# [Scopo del compito]
Riprendi il brano sulla guerra civile tra Seleka e anti-Balaka e prosegui il racconto dopo la sua ultima frase.
[Sezione del testo]
È una guerra civile senza regole, in cui il conflitto non si limita alle parti in lotta, come vorrebbe il II protocollo delle Convenzioni di Ginevra anche per i conflitti armati interni. I Seleka sono i primi ad aver commesso massacri contro la popolazione civile cristiana ma gli anti-Balaka reagiscono perpetrando altrettanto gravi atrocità contro i civili musulmani. Entrambi i gruppi terrorizzano il paese adoperando gravissime forme di tortura e violenze di ogni tipo, anche nei confronti di donne e bambini, e costringendo spesso le due comunità ad esodi forzati. Secondo il Global Conflict Tracker, dal 2013, circa 585.000 hanno dovuto lasciare le loro case per rifugiarsi in Camerun e nella Repubblica Democratica del Congo. La stima dei morti a causa del conflitto non è certa ma si parla di migliaia di persone.
Nelle prime udienze il procuratore Khan ha formulato le accuse più gravi nei confronti dell’Office Central de Répression du Banditisme (OCRB), e del centro di detenzione Comité Extraordinaire pour la Défense des Acquis Démocratiques (CEDAD), entrambi sotto la supervisione di Mahamat Said, il leader dei seleka.
I suoi aguzzini praticavano sistematicamente le percosse, le frustate, e martoriavano le vittime con pinze e strappando i lobi strappati. In particolare adoperavano l’odiosa forma di tortura dell’arbatachar: le mani sono legate dietro la schiena, insieme con caviglie e gomiti, per contorcere il corpo umano e provocarne un dolore crudele da cui derivano spesso la paralisi e la cancrena.
[/Sezione del testo]
[Dati forniti]
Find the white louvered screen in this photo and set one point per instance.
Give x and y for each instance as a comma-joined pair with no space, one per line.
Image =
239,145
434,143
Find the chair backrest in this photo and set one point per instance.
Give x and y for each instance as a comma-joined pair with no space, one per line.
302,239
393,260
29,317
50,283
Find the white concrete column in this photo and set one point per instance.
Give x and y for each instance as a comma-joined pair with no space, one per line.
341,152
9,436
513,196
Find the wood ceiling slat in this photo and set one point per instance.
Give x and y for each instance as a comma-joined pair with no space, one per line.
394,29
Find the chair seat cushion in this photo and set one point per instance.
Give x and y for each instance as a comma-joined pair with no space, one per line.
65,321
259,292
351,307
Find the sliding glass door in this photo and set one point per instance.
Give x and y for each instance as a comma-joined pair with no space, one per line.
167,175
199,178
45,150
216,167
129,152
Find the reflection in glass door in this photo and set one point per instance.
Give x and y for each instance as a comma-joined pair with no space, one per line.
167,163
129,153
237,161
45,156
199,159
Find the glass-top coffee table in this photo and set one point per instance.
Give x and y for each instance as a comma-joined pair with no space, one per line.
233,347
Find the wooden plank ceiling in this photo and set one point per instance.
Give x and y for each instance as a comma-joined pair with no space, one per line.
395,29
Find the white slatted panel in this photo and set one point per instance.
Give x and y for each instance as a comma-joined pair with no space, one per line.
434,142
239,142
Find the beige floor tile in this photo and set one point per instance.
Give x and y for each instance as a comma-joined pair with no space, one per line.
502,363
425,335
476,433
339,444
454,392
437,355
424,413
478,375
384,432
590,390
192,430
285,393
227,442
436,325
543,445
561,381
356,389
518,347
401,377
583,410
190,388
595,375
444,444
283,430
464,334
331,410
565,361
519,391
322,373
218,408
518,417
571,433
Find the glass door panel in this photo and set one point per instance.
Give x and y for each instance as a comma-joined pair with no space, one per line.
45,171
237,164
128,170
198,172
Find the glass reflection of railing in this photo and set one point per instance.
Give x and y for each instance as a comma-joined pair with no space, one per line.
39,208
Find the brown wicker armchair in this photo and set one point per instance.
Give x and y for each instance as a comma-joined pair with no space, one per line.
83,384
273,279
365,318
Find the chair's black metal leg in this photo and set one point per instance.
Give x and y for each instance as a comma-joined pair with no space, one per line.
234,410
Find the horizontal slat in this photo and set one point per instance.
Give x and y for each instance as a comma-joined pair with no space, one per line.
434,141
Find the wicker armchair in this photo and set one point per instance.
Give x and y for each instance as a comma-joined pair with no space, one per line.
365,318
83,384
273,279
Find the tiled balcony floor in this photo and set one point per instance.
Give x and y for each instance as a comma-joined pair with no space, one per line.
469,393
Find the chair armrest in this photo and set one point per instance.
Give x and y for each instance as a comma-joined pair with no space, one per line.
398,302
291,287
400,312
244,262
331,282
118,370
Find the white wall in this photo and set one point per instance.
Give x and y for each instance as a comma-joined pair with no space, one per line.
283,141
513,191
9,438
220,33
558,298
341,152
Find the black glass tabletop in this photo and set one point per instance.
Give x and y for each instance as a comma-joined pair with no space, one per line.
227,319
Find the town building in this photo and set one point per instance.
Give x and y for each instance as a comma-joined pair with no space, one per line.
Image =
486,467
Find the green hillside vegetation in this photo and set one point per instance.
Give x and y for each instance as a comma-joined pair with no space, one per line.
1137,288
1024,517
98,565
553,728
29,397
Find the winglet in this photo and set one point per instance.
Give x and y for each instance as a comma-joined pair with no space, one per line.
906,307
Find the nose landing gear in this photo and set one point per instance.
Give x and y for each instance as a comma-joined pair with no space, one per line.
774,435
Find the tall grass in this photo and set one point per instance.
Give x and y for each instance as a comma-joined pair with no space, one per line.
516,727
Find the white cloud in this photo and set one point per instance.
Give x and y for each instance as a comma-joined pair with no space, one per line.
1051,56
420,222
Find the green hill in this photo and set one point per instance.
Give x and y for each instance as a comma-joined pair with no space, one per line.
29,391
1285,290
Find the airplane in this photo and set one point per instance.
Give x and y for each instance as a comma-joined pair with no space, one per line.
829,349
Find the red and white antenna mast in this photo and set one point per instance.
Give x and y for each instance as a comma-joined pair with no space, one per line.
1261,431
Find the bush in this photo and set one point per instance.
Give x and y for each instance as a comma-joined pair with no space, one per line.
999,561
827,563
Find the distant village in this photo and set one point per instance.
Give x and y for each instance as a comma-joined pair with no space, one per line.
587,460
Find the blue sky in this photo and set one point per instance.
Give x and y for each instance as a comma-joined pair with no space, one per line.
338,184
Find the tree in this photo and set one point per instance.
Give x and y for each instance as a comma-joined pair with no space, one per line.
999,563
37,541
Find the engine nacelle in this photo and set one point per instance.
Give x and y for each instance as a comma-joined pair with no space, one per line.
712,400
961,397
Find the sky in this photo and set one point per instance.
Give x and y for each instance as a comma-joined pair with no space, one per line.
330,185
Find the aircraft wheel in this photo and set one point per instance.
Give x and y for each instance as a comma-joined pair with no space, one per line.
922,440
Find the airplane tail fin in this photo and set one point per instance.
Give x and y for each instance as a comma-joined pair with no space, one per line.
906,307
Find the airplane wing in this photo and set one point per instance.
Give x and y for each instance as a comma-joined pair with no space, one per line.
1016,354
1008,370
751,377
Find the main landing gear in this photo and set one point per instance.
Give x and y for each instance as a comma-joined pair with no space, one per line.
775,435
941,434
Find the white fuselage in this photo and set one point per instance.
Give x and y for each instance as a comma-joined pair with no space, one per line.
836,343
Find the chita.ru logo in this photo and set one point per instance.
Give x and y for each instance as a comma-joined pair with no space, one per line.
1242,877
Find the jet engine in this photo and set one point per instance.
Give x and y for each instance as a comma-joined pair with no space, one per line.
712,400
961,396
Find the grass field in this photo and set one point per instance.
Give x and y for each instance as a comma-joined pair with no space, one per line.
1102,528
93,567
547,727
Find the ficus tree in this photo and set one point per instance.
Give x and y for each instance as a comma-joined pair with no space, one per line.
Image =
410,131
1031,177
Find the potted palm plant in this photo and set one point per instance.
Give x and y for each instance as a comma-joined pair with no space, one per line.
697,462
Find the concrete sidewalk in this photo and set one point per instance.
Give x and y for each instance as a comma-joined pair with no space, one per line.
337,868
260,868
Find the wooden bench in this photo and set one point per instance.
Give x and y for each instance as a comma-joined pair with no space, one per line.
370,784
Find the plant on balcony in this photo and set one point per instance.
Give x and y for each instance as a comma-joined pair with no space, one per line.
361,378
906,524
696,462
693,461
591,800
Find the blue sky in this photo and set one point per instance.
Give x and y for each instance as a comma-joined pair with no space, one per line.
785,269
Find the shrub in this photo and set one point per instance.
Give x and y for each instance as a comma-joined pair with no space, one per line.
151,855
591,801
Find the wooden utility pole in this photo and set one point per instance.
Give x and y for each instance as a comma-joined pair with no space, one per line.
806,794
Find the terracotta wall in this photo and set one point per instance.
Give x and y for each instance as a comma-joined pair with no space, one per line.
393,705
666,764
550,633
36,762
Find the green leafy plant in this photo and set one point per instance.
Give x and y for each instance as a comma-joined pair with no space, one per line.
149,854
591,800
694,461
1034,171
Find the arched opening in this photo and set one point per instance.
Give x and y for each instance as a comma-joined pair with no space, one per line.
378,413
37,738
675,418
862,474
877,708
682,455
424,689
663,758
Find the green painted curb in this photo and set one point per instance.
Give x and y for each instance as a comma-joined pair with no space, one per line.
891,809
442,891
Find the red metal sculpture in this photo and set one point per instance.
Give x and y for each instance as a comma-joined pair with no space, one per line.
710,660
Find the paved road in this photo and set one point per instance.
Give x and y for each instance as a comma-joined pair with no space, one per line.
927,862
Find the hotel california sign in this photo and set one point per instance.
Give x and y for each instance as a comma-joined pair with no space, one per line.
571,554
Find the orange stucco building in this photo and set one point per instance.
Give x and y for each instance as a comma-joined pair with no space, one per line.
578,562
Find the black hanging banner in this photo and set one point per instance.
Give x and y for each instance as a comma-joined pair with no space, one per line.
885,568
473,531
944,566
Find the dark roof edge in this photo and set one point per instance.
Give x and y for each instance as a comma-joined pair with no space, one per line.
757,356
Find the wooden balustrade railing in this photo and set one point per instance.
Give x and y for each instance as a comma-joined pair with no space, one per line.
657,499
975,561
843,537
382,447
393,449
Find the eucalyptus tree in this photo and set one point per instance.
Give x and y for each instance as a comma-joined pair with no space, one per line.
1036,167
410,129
[/Dati forniti]
# [La tua risposta]
Le accuse riguardano anche il coinvolgimento in numerosi stupri e violenze sulle donne, fra cui quella ai danni di una ragazza di 12 anni. Nei confronti del comandante militare degli anti-balaka, Yekatom, l’accusa principale è quella di avere coinvolto i bambini-soldato.
La fase critica dei massacri si è interrotta nel 2014 con la missione Minusca delle Nazioni Unite, presente ancora oggi con 12.000 peace-keepers. Ma nonostante cambi di regime, insurrezioni e altri accordi di cessate-il-fuoco, il paese è ancora in un clima di tensioni, in cui si inserisce anche la presenza della controversa società militare privata russa Wagner.
Il Ministero degli esteri russo ha sostenuto che i suoi “istruttori” stanno operando legalmente su richiesta della Repubblica Centrafricana, dove hanno contribuito a un “significativo aumento della capacità bellica dell’esercito nazionale, come risulta evidente dalle numerose perdite inflitte ai gruppi armati”.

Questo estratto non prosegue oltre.